Work instructions: Find every line in the data below that contains the string "tree", and copy each of those lines in full. Treat case as significant.

Dataset content:
● ● ● ●
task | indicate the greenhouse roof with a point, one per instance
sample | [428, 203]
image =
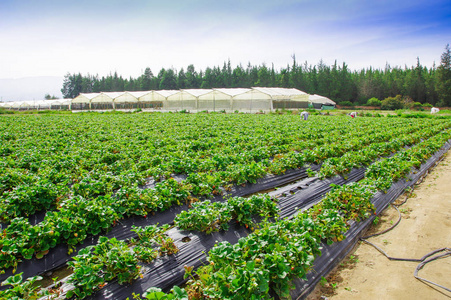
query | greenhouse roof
[167, 93]
[320, 99]
[279, 91]
[113, 95]
[233, 92]
[139, 94]
[198, 92]
[88, 95]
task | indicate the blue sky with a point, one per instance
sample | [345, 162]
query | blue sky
[51, 38]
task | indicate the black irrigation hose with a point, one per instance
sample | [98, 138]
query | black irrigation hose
[425, 259]
[421, 265]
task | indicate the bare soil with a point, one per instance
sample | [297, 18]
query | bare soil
[425, 226]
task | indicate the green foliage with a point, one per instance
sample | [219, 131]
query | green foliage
[346, 103]
[335, 81]
[27, 290]
[374, 102]
[392, 103]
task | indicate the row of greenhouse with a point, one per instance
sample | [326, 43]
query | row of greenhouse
[232, 99]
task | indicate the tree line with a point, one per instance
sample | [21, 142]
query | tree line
[337, 82]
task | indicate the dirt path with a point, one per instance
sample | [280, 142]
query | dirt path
[425, 226]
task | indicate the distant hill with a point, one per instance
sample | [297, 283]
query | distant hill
[30, 88]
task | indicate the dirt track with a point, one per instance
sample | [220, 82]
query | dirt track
[425, 226]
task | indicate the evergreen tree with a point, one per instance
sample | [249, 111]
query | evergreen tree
[444, 78]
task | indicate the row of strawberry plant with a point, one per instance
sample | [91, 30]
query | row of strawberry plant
[101, 171]
[73, 222]
[272, 256]
[95, 265]
[284, 250]
[365, 156]
[207, 216]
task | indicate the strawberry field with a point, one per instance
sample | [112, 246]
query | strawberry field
[167, 202]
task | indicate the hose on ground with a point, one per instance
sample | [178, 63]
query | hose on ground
[431, 256]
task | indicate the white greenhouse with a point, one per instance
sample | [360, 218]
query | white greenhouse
[256, 99]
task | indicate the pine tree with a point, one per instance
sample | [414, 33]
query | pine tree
[444, 78]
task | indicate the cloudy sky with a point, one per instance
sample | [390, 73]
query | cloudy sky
[51, 38]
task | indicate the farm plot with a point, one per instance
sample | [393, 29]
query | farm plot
[69, 179]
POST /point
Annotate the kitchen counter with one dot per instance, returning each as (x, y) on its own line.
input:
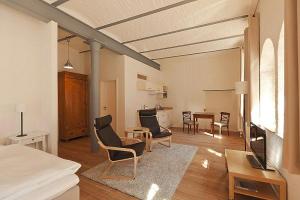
(161, 109)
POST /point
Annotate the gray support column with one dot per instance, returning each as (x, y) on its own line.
(94, 90)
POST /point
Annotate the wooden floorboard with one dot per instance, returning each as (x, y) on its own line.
(205, 178)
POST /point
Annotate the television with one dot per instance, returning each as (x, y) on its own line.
(258, 146)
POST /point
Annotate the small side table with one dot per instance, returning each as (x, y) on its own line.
(138, 131)
(31, 138)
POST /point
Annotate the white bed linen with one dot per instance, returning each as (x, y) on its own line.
(49, 191)
(24, 169)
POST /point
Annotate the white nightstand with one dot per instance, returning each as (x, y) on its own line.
(31, 138)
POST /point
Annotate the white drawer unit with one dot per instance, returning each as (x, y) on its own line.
(164, 118)
(31, 138)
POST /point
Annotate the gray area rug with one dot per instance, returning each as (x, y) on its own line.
(158, 173)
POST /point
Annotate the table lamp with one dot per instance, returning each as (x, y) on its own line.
(241, 88)
(21, 108)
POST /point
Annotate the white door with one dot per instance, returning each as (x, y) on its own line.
(108, 100)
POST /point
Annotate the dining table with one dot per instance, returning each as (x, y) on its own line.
(204, 115)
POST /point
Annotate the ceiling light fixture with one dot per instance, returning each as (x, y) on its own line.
(68, 64)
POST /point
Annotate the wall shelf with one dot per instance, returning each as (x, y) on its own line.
(220, 90)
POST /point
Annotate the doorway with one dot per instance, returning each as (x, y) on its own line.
(108, 100)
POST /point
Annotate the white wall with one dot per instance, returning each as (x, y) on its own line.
(135, 99)
(28, 74)
(187, 77)
(271, 21)
(112, 68)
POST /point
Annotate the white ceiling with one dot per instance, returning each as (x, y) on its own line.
(101, 12)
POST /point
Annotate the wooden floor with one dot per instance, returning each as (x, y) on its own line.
(205, 178)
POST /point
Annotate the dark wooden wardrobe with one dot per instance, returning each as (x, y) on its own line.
(72, 105)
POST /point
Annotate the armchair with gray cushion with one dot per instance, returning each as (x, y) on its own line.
(118, 149)
(157, 133)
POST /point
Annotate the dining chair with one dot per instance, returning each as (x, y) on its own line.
(224, 122)
(187, 121)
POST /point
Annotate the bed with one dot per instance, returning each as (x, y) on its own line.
(29, 174)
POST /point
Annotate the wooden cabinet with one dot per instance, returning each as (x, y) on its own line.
(72, 105)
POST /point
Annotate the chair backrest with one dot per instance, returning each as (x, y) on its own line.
(106, 134)
(186, 115)
(225, 116)
(148, 119)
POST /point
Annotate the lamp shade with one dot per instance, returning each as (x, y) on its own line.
(241, 87)
(68, 65)
(20, 107)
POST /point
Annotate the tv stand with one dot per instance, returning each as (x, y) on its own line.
(255, 164)
(249, 181)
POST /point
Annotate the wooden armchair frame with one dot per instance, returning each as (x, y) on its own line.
(135, 158)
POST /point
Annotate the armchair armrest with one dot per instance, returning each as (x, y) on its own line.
(121, 149)
(166, 129)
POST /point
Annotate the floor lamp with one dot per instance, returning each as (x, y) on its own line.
(241, 88)
(20, 108)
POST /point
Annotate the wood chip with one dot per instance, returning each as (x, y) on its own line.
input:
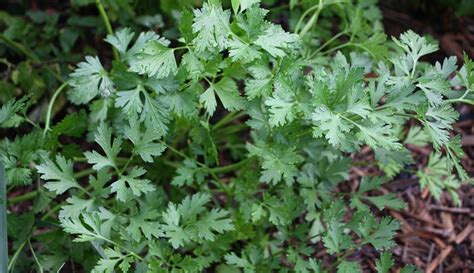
(464, 233)
(449, 209)
(439, 259)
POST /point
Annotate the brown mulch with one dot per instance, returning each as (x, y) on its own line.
(436, 236)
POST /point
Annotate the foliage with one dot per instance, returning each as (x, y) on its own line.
(153, 170)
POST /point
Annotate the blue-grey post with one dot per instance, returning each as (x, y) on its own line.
(3, 221)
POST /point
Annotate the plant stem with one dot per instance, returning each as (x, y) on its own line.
(19, 48)
(335, 37)
(107, 24)
(313, 20)
(32, 194)
(50, 107)
(231, 167)
(23, 197)
(228, 118)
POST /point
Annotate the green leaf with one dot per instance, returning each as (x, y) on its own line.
(144, 142)
(385, 262)
(380, 235)
(155, 59)
(121, 39)
(9, 113)
(226, 90)
(276, 41)
(330, 124)
(211, 24)
(59, 175)
(103, 137)
(191, 221)
(89, 80)
(437, 176)
(348, 267)
(128, 185)
(335, 239)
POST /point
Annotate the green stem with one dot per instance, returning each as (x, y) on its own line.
(232, 129)
(313, 20)
(51, 105)
(228, 118)
(107, 24)
(12, 262)
(19, 48)
(231, 167)
(40, 268)
(32, 194)
(23, 197)
(335, 37)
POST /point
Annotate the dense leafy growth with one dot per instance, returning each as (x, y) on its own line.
(226, 148)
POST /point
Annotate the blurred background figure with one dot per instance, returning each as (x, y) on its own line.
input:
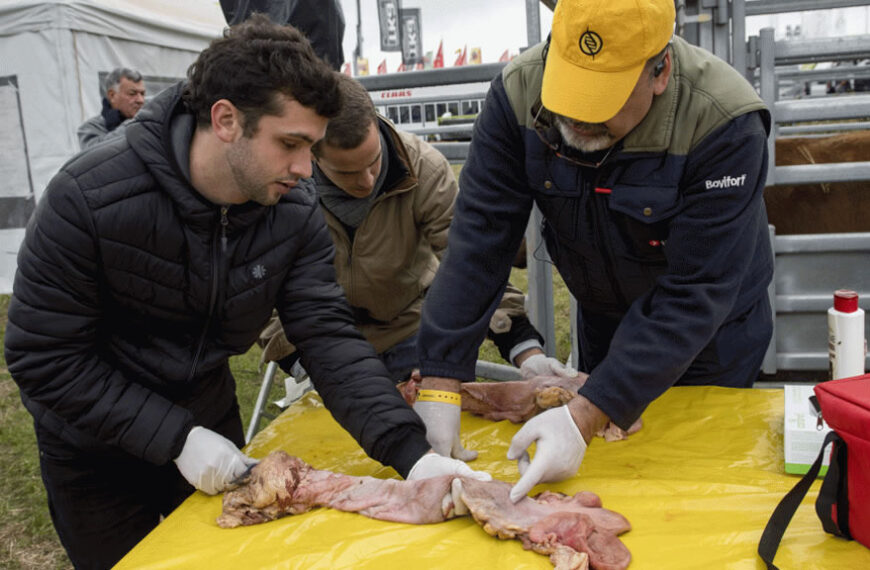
(322, 21)
(124, 96)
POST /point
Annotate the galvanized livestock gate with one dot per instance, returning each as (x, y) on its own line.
(808, 267)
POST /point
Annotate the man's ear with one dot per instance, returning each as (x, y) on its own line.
(660, 81)
(226, 121)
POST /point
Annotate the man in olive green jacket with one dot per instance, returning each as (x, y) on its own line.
(388, 199)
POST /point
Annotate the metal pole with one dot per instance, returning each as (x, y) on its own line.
(738, 36)
(357, 52)
(767, 84)
(540, 298)
(768, 365)
(533, 22)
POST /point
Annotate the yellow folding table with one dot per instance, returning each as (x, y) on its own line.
(697, 483)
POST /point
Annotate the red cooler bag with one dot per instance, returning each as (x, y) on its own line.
(843, 504)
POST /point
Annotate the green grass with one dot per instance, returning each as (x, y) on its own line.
(27, 537)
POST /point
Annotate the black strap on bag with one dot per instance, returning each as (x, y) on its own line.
(832, 504)
(833, 493)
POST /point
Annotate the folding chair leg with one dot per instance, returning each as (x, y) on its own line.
(260, 406)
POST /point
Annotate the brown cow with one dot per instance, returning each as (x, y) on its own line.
(820, 208)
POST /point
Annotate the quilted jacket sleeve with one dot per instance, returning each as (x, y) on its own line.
(53, 345)
(344, 368)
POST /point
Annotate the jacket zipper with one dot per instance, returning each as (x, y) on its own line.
(600, 205)
(217, 259)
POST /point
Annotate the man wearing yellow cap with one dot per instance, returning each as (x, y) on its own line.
(647, 157)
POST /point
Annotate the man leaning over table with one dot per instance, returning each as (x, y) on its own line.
(647, 157)
(153, 258)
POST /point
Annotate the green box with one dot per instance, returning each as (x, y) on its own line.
(804, 431)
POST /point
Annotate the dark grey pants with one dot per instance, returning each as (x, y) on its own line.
(103, 504)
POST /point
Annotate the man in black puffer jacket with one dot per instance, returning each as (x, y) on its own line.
(152, 259)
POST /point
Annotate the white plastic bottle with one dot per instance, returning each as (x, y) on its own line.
(846, 344)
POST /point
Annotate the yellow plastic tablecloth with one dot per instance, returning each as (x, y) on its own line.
(697, 483)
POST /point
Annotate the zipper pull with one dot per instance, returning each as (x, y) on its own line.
(224, 223)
● ● ● ●
Exercise answer:
task | indicate the tree line with a point, one per instance
query | tree line
task | indicate the evergreen tree with a point, one per instance
query | evergreen tree
task | indicate the pine tree with a point, one per instance
query | pine tree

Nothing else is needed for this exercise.